→ WHAT IS EXPECTED
Can you reproduce, unchanged, the rows below, starting at the row that contains "For the AR overlay system, where exactly is the ornate" and ending at the row that contains "[144,47,366,178]", with both of those rows included?

→ SUPPLIED MATERIAL

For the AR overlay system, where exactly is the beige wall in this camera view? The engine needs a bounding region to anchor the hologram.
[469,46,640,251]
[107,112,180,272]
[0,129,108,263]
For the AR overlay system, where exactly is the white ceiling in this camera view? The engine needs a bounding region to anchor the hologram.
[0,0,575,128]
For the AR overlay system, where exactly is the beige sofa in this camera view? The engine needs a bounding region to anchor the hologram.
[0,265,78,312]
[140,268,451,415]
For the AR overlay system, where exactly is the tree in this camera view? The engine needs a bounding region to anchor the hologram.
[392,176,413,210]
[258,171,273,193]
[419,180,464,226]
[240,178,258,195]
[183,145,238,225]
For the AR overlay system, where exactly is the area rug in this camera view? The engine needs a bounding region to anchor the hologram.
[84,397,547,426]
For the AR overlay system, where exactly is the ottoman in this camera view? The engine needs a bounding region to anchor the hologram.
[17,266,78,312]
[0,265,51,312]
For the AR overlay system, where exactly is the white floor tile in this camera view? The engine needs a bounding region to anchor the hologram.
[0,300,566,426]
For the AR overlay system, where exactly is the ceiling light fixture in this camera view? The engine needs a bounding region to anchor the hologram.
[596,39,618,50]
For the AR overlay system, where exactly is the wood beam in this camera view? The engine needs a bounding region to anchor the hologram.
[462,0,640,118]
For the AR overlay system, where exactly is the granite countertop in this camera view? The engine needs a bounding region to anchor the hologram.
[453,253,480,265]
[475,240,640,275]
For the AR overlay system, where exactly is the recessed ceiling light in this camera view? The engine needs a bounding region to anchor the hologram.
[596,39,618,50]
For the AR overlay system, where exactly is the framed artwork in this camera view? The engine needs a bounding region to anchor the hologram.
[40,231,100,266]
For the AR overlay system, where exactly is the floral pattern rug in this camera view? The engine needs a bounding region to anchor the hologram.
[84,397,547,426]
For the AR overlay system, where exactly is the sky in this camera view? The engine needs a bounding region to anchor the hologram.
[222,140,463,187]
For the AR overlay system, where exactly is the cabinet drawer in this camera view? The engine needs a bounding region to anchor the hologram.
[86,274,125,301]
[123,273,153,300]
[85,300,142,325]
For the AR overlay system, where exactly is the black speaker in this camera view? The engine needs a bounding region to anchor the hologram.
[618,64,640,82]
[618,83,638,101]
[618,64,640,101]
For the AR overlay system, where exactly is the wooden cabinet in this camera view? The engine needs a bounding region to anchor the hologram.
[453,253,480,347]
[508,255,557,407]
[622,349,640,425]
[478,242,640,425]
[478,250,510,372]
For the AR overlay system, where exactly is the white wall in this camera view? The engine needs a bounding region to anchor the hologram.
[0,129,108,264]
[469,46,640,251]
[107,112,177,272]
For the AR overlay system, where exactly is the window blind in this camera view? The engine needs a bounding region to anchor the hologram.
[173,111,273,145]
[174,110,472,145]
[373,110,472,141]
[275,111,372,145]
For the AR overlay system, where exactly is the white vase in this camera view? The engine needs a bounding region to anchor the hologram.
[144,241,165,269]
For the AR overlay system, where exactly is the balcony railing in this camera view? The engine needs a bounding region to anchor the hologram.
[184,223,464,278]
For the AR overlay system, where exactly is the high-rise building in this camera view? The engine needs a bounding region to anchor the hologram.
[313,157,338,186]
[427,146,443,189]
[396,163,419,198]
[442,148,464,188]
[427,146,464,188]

* * *

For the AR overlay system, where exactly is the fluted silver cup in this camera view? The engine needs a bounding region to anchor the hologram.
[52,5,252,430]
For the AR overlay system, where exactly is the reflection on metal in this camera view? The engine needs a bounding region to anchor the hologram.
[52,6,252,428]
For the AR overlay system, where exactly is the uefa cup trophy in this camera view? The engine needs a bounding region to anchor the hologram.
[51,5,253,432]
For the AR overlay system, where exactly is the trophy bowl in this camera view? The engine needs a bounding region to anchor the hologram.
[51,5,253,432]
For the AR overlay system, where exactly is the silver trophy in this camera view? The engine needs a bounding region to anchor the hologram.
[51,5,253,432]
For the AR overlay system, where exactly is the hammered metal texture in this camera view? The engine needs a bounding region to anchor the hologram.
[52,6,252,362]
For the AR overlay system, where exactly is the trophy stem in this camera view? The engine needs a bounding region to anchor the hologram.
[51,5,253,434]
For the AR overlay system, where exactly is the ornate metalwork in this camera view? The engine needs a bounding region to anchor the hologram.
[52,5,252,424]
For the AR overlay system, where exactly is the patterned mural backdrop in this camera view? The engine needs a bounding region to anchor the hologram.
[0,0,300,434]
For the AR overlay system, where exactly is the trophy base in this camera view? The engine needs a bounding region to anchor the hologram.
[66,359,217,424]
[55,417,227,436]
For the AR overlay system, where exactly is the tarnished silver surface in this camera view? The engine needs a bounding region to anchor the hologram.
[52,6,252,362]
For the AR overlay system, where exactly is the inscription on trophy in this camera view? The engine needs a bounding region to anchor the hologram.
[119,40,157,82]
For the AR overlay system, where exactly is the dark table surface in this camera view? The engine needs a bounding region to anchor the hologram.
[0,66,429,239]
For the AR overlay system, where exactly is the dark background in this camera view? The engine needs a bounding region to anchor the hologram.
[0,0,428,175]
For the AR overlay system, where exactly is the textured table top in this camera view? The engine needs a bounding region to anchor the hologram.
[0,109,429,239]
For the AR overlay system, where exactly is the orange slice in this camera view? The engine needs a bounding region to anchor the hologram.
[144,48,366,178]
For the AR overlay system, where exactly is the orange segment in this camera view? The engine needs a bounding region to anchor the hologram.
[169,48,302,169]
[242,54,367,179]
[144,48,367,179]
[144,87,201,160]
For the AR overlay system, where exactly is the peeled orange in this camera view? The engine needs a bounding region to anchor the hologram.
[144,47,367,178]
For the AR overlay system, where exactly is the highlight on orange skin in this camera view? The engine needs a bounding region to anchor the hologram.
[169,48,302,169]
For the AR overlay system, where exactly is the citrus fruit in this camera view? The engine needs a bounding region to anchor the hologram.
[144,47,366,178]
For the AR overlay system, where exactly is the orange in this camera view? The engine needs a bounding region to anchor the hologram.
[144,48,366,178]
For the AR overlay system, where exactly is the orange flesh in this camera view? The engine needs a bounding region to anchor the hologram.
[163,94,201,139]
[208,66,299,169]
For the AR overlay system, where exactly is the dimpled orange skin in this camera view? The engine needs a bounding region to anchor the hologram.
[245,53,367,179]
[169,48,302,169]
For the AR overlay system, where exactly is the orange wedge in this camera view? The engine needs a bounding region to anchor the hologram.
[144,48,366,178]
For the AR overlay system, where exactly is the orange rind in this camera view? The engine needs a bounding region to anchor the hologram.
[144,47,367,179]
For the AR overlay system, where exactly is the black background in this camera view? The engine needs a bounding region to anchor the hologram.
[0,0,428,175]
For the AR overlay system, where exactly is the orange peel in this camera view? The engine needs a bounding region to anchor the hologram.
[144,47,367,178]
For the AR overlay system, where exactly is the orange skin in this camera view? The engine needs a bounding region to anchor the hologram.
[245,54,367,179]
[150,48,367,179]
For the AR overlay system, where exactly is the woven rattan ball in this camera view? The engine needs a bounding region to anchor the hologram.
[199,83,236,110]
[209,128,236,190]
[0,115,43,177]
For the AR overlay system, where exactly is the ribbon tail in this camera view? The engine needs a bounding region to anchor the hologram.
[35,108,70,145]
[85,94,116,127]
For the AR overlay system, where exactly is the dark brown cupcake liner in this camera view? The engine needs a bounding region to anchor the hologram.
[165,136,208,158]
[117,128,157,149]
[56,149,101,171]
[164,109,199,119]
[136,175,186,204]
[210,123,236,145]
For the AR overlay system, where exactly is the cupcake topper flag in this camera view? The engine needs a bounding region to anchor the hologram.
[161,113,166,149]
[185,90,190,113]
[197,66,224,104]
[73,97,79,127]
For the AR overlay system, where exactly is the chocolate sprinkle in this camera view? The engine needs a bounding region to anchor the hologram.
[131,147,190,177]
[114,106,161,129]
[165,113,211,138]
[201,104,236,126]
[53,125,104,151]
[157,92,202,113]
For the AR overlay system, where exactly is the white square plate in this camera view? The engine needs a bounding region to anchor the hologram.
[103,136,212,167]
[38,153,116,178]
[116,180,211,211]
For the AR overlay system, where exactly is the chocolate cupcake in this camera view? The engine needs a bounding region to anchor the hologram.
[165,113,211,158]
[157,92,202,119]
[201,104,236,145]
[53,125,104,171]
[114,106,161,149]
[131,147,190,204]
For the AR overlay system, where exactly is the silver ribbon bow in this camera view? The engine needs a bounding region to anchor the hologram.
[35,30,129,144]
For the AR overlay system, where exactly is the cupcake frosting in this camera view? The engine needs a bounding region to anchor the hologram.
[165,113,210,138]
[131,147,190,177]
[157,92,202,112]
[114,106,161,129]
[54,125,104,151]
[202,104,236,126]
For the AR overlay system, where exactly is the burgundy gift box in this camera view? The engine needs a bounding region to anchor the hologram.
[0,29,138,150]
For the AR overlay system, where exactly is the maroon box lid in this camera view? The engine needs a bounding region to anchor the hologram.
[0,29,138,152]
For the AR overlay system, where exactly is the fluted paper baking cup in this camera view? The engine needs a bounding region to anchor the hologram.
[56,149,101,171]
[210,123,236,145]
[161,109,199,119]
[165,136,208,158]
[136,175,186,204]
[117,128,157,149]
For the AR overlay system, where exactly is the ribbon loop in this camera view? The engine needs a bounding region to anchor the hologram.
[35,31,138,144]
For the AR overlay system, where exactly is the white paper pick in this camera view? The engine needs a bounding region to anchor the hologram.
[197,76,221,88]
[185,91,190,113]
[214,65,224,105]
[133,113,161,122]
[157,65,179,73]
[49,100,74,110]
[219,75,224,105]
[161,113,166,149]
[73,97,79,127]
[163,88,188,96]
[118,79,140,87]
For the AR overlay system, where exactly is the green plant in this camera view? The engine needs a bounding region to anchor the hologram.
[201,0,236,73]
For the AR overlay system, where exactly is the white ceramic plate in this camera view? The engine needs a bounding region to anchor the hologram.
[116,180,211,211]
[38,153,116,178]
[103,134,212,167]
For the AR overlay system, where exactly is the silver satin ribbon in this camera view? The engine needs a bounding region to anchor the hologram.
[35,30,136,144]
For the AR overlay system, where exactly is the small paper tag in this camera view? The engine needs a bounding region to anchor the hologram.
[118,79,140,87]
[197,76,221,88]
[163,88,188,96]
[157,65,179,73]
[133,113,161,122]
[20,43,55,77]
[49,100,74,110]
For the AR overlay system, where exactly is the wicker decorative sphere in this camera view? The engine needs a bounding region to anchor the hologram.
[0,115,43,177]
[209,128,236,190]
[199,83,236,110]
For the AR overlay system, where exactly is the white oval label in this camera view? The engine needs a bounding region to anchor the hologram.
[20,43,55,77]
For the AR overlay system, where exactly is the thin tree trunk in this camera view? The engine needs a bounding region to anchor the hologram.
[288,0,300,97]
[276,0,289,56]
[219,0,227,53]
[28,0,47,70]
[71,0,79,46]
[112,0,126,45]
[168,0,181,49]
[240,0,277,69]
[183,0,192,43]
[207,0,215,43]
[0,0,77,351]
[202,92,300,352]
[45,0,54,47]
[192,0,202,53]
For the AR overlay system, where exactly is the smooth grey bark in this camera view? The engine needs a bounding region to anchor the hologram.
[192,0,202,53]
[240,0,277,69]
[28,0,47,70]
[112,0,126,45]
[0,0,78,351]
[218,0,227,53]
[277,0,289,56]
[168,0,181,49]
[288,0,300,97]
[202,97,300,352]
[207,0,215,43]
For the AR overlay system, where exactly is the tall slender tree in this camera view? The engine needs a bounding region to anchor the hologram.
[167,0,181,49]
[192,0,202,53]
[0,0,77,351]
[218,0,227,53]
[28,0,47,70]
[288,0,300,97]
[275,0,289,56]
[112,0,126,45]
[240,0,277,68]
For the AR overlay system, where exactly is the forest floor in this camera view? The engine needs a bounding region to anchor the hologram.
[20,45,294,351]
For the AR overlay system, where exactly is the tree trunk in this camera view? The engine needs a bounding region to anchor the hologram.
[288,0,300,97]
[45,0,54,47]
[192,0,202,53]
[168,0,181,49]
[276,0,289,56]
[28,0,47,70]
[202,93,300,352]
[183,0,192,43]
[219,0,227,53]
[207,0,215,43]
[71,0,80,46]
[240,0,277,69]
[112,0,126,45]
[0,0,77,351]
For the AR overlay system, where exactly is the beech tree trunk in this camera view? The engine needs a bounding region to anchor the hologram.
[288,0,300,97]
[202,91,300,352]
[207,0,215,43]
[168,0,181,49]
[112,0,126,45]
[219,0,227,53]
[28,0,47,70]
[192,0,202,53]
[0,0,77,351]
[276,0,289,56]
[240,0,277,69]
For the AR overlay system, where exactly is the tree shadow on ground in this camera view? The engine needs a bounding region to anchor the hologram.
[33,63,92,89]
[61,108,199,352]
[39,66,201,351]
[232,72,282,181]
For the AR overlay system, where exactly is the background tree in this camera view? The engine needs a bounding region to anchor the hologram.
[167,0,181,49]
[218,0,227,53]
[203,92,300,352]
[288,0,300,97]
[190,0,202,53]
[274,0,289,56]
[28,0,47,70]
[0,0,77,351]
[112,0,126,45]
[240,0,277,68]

→ TASK OUTPUT
For the AR overlay system, where exactly is the ornate metalwork in this camera view? The engine needs a bounding region to anchor the hologram.
[52,5,252,424]
For the AR overlay system, where exactly is the patterned mural backdrop in this camera view? The engine needs a bounding region to anchor the hologram.
[0,0,300,434]
For the AR overlay system, where exactly is the trophy base in this camera view? The engine needs a bounding region to anchor the hologram.
[66,359,217,424]
[55,417,227,436]
For the AR overlay system, where exactly is the tarnished silver surface in this camera view? The engine needs a bounding region to anchor the hologram.
[52,6,252,362]
For the AR overlay system, where exactly is the inscription on trophy in this camera view? The engine needs a bounding region to anchor the hologram.
[119,40,157,82]
For the AR overlay system, where exactly is the dark table surface in this camera view? The engine needs a bounding region to anchor the hologram.
[0,66,429,239]
For the AR overlay system, where exactly is the dark background in this camera view? The engine needs a bounding region to anchor the hologram.
[0,0,428,175]
For the AR overlay system, where exactly is the textured table top in this camera view? The engine needs a bounding region to anchor the hologram.
[0,109,429,239]
For the AR overlay system, where exactly is the orange slice in this camera view? The engine needs a bounding region to anchor the hologram.
[144,48,366,178]
For the AR overlay system, where exactly is the orange segment in this camera view? The engine needs a bounding region to anchor the hologram.
[169,48,302,169]
[242,54,367,179]
[144,48,367,179]
[144,87,201,160]
For the AR overlay system, where exactly is the peeled orange in this camera view? The engine needs a bounding region to anchor the hologram.
[144,47,367,178]
For the AR overlay system, where exactly is the highlight on orange skin in this camera view? The engine needs a bounding region to anchor the hologram.
[169,48,302,169]
For the AR overlay system, where exactly is the citrus fruit in this camera view? The engine needs a bounding region to anchor the hologram.
[144,47,366,178]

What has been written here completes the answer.